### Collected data
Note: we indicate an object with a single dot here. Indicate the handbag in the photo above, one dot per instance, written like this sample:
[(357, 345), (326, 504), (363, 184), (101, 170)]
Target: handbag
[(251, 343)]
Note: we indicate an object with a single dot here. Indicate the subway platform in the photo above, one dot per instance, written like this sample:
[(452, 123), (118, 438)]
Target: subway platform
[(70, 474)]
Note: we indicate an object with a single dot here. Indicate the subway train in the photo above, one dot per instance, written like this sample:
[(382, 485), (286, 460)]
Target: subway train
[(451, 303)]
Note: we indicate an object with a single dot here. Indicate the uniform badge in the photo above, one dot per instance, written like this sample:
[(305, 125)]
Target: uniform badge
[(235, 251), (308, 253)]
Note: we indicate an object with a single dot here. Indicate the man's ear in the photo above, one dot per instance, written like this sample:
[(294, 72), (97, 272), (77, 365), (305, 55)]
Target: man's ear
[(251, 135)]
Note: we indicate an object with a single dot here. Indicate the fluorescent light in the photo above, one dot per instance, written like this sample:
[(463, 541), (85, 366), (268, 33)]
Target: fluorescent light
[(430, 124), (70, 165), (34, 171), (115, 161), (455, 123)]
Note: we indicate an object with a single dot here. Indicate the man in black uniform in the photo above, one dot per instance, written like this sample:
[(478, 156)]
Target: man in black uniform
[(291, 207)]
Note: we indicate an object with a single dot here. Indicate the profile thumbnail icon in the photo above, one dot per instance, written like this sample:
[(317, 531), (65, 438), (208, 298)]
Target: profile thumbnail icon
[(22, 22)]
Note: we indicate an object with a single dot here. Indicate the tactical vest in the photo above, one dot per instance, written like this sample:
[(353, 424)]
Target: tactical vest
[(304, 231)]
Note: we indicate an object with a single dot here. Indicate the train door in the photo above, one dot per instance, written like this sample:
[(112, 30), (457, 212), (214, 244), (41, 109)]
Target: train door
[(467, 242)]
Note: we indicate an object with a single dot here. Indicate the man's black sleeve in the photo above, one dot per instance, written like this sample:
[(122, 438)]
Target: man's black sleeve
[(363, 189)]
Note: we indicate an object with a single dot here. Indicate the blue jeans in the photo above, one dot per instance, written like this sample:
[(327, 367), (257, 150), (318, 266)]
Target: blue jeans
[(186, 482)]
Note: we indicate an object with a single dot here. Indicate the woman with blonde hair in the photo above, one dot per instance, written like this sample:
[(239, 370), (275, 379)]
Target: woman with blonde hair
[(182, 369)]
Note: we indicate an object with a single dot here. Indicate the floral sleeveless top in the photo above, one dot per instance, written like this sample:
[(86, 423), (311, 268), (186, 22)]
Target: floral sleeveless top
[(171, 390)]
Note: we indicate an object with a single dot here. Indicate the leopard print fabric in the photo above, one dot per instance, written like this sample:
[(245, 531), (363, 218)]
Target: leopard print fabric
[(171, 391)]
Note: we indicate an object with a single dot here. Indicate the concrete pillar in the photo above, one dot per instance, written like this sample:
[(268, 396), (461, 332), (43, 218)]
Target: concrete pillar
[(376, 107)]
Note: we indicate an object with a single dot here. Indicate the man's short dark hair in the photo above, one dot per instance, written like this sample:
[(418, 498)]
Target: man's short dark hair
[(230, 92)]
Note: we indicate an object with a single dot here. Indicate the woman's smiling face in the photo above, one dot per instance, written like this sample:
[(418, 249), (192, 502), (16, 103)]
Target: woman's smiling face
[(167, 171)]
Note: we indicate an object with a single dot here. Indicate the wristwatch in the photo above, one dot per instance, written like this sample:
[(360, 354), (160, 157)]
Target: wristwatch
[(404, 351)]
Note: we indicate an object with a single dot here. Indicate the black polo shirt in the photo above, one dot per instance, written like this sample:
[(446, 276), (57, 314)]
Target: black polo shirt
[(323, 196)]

### Task requirements
A complete, exact copy of the entries above is what is wanted.

### Answer to this exercise
Note: we indicate an object with a single dot here. Indicate the handbag in the photo above, one dot per instance, written like this sample:
[(357, 345), (326, 504), (363, 184), (101, 170)]
Target: handbag
[(251, 343)]
Note: we indicate an object with a single dot here. Indicate the subway platform in the photo above, one dot per instance, written like this sample:
[(452, 123), (118, 438)]
Target: subway platform
[(70, 474)]
Note: we indicate an object with a single dot here. Indicate the subway train in the photo above, one dot per instance, written like this sample:
[(382, 485), (286, 460)]
Target: subway train
[(451, 303)]
Note: we indicate an object with a single dot here. Indicate the uniform badge in the photo above, one dot per instance, written like this sample:
[(305, 125)]
Target: uniform badge
[(235, 251), (308, 253)]
Note: we indicate an object with a single dot here. Indicate the man's ear in the photo above, one dot per instance, written like this sample:
[(294, 72), (97, 272), (77, 365), (305, 55)]
Target: man's ear
[(251, 135)]
Note: we indicate an object with a single dot here. Indicate the fluorescent light in the photo above, one dot per instance, written like this sample:
[(463, 541), (85, 366), (268, 33)]
Target: fluorescent light
[(430, 124), (70, 165), (34, 171), (115, 161), (455, 123)]
Note: we indicate an object with a single dot here. Indicate the man in black uniform in the photo above, one dot per instance, written like this sample:
[(478, 156)]
Target: man in black uniform
[(291, 207)]
Note: we indicate an object with a single dot here. Indicate the profile thumbnail icon in the photo above, one dot per instance, written like this sample:
[(317, 531), (65, 438), (208, 298)]
Target: profile thumbnail icon
[(22, 22)]
Note: we indicate an object with a single dot here. Indicate the tactical vest in the photo above, one dot per instance, written like this sample:
[(353, 424)]
Target: tactical vest
[(304, 231)]
Note: we indicate an object with a single dot here. Indicate the train door in the photo above, one dot per instance, written like this sample:
[(112, 30), (457, 212), (214, 244), (41, 109)]
Target: train door
[(467, 242)]
Note: we indicate an object with a single dot here. Indicate the man's black sleeve in the photo above, one dot per instance, written like this sample:
[(122, 438)]
Target: man's black sleeve
[(363, 189)]
Note: we indicate an object with a single dot here. Indicate the blue jeans in the photo above, one dot per instance, written like this sample:
[(327, 367), (257, 150), (318, 266)]
Target: blue jeans
[(186, 482)]
Note: we indicate an object with a single dot here. Indicate the woman with blonde hair in the photo above, one dot per instance, written like this sample:
[(239, 370), (275, 379)]
Target: woman with blonde hair
[(182, 369)]
Note: we indicate an object with a single dot here. Indicate the floral sleeveless top in the photo above, one dot per instance, written like this sample:
[(86, 423), (311, 268), (186, 22)]
Target: floral sleeveless top
[(171, 390)]
Note: we indicate an object with a single dot here. Indicate the leopard print fabric in the photo above, one dot per instance, written like this sample:
[(245, 531), (363, 218)]
Target: leopard print fabric
[(171, 391)]
Note: we indicate an object with a single dot here. Indicate the concrete pillar in the photo above, one dot per instance, written like this sample:
[(268, 396), (461, 332), (43, 218)]
Target: concrete pillar
[(376, 107)]
Note: we indicate an object with a single dot here. Indicate the man's short dark hair in the photo above, one dot per instance, written like this sample:
[(418, 498)]
Target: man's short dark hair
[(230, 92)]
Note: we indicate an object with a single dot here. Indicate the woman's smiling face in the photo above, one dot per instance, written like this sample:
[(418, 249), (192, 502), (16, 103)]
Target: woman's smiling face
[(167, 171)]
Note: we indicate an object with a single dot here. Indicate the wristwatch in the photo above, one dot per instance, written like this sample:
[(360, 354), (160, 157)]
Target: wristwatch
[(404, 351)]
Note: we indicate an object with a single dot here. Indicate the black polo shirt in the photo above, one dot per instance, written like this sample:
[(446, 276), (57, 314)]
Target: black polo shirt
[(323, 196)]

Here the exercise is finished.